## Records to use
--
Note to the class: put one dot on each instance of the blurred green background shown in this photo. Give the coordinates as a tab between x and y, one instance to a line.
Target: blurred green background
--
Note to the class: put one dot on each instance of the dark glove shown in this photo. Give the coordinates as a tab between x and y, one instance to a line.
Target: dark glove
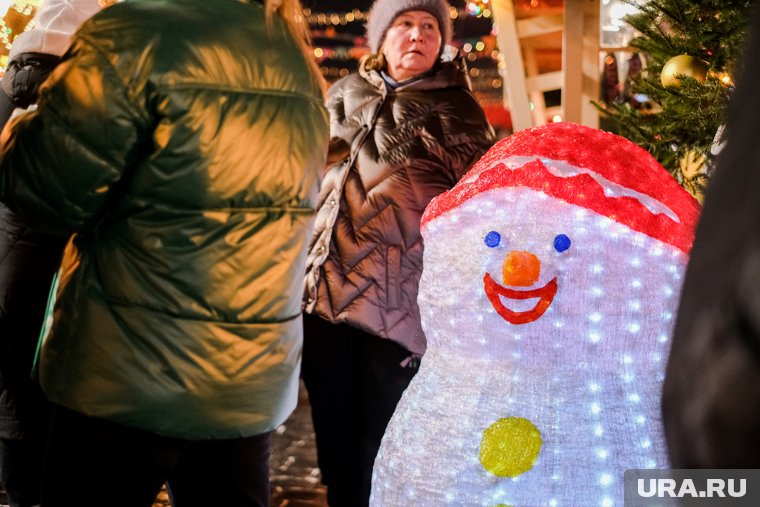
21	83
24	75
--
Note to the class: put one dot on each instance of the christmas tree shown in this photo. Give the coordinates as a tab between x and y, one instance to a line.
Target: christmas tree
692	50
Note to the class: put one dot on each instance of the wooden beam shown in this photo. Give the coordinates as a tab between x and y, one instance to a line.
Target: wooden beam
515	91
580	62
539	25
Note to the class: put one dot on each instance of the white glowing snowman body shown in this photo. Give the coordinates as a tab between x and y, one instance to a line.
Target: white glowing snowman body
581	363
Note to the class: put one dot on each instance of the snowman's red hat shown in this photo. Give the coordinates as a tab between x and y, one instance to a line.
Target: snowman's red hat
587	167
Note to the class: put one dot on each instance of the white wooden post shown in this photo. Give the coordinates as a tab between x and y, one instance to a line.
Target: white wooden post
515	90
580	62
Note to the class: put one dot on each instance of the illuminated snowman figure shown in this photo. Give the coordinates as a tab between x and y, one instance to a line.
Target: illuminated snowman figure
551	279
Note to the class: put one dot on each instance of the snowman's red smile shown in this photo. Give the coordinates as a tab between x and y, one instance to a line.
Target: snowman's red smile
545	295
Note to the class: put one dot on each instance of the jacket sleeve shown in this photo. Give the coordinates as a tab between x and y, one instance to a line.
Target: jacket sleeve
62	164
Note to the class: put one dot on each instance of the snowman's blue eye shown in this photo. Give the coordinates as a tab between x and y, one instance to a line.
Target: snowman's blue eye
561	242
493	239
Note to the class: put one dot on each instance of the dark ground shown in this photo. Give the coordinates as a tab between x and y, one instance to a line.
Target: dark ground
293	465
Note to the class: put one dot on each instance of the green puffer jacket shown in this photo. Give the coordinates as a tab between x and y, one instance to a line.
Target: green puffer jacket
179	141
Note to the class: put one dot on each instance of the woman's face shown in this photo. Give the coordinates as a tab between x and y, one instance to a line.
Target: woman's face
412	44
--
## Challenge
Collect every line in the data above that contains the string "beam", treating uppercase and lowercase as different.

## Completed exercise
Note to the class: put one dot on each instance of the wooden beam shown in this photo. Give the coordinates as a tab between x and y, one instance to a line.
Target: wooden beam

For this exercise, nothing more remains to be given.